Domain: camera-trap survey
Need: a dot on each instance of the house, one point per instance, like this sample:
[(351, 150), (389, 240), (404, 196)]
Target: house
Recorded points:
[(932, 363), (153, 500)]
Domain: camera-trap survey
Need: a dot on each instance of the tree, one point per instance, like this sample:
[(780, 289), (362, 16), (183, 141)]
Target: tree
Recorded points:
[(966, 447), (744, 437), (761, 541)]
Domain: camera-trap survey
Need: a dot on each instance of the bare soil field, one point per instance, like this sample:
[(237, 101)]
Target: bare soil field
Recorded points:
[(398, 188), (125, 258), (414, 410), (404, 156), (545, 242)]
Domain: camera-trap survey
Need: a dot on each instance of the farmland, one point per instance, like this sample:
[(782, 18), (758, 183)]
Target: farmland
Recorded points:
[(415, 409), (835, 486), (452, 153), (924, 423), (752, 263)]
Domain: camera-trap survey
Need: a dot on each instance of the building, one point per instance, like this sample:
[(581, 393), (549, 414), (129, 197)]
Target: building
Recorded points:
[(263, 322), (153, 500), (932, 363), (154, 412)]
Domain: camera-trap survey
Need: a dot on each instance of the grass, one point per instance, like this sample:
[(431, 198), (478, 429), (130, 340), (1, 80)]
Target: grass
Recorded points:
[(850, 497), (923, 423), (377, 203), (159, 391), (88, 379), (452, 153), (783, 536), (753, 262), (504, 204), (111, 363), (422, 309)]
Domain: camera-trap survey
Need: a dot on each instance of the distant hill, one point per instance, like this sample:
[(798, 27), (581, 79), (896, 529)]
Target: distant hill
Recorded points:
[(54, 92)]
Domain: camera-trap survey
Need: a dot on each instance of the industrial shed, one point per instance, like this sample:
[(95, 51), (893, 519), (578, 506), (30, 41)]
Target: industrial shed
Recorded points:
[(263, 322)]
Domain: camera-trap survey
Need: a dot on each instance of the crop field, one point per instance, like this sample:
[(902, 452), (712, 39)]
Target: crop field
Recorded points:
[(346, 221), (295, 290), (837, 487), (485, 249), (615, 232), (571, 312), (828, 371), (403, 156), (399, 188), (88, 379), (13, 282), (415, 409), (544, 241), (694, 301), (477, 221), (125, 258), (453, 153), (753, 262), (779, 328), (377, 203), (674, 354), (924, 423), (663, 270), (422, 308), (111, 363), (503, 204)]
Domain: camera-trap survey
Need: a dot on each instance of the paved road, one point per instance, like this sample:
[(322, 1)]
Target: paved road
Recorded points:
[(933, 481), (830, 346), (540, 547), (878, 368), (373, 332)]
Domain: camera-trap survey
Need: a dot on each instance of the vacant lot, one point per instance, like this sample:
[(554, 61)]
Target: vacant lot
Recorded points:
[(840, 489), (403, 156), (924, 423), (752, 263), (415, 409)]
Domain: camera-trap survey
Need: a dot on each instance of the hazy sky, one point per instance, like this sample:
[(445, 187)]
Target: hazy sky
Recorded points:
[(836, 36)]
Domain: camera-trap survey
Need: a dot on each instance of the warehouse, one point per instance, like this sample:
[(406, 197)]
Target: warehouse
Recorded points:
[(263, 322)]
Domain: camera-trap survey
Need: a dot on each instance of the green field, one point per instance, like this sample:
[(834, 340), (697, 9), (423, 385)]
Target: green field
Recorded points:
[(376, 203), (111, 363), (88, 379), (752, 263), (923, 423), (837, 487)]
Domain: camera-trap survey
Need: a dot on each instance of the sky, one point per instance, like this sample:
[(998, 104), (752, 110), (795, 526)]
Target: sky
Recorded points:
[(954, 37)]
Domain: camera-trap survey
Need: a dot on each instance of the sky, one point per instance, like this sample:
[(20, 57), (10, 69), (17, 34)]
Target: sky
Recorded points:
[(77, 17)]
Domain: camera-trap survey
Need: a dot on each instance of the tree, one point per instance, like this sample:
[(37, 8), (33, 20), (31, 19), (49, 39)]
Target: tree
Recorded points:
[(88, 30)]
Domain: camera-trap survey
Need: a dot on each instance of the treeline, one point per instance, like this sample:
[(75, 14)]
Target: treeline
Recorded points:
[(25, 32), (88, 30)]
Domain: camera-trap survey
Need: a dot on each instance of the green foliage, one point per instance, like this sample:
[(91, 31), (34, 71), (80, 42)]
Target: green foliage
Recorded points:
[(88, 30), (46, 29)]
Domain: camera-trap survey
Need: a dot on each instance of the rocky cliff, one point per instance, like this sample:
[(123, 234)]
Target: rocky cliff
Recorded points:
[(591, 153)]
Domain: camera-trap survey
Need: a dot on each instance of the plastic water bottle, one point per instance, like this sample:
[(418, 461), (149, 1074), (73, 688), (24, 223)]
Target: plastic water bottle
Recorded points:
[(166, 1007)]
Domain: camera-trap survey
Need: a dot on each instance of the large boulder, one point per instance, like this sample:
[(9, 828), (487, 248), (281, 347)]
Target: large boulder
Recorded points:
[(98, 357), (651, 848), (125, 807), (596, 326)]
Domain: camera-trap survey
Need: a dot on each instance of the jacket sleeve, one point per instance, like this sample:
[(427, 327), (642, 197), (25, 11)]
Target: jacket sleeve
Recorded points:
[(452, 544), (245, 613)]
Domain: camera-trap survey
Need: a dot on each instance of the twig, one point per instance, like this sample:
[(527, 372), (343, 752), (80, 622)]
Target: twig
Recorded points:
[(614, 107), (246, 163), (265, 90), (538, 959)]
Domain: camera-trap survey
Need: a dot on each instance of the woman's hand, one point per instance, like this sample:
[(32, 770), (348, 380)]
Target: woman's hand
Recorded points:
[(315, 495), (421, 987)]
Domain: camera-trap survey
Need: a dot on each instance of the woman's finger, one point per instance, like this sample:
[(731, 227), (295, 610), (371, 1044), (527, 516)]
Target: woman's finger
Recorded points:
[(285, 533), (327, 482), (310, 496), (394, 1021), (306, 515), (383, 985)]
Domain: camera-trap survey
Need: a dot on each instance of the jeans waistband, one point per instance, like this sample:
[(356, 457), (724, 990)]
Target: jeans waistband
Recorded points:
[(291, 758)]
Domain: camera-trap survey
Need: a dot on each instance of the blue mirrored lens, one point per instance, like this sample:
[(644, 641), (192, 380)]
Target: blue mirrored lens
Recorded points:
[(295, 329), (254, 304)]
§
__Stated task__. Rewrite everything from the first of the lines above down to the line containing "[(932, 363), (153, 500)]", both included, with the requests as they stand. Shift each recorded point coordinate by adding -146 to every one of its numbers.

__Result of the exercise__.
Domain: camera-trap survey
Need: a dot on each instance of the house, one point per instance, like this sample:
[(351, 150), (389, 240), (404, 196)]
Target: house
Recorded points:
[(786, 217), (7, 354)]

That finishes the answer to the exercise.